WORK INSTRUCTIONS:
In the entries below, filter for the word "black" and copy every matching line.

Segment Start: SUPPLIED MATERIAL

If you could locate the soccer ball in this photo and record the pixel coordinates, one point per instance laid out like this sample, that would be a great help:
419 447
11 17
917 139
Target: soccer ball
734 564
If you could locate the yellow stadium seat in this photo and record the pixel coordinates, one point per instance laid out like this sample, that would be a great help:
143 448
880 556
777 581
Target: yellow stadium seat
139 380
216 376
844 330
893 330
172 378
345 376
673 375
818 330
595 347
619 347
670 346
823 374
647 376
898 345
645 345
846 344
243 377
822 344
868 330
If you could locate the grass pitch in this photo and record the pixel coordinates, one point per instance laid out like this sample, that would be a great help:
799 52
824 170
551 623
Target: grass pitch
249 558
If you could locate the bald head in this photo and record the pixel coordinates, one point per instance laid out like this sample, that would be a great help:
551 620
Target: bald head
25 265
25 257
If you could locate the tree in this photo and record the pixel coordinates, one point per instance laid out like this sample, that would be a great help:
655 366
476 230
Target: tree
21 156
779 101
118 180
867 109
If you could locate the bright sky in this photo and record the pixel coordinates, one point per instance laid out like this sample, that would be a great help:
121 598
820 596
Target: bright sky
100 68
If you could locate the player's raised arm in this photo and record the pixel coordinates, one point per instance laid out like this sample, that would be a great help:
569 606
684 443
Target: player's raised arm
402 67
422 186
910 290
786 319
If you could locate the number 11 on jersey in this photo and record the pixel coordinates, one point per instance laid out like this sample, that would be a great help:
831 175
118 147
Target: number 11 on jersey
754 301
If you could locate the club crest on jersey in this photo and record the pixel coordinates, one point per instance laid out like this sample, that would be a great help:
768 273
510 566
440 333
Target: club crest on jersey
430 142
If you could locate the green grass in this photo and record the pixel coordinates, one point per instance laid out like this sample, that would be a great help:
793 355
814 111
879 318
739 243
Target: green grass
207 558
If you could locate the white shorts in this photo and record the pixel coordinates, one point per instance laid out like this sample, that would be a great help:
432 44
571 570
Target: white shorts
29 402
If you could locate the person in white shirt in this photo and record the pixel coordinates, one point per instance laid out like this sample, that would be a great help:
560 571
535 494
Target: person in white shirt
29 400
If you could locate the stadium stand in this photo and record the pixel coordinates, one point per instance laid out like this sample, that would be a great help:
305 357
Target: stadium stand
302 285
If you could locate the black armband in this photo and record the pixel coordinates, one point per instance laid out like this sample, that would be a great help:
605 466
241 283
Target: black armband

Segment End: SUPPLIED MATERIAL

RESPONSE BELOW:
If you could locate the black armband in this photo and record the pixel coordinates, one point per instance laid out like this sample, that would be a great help:
Target: black armband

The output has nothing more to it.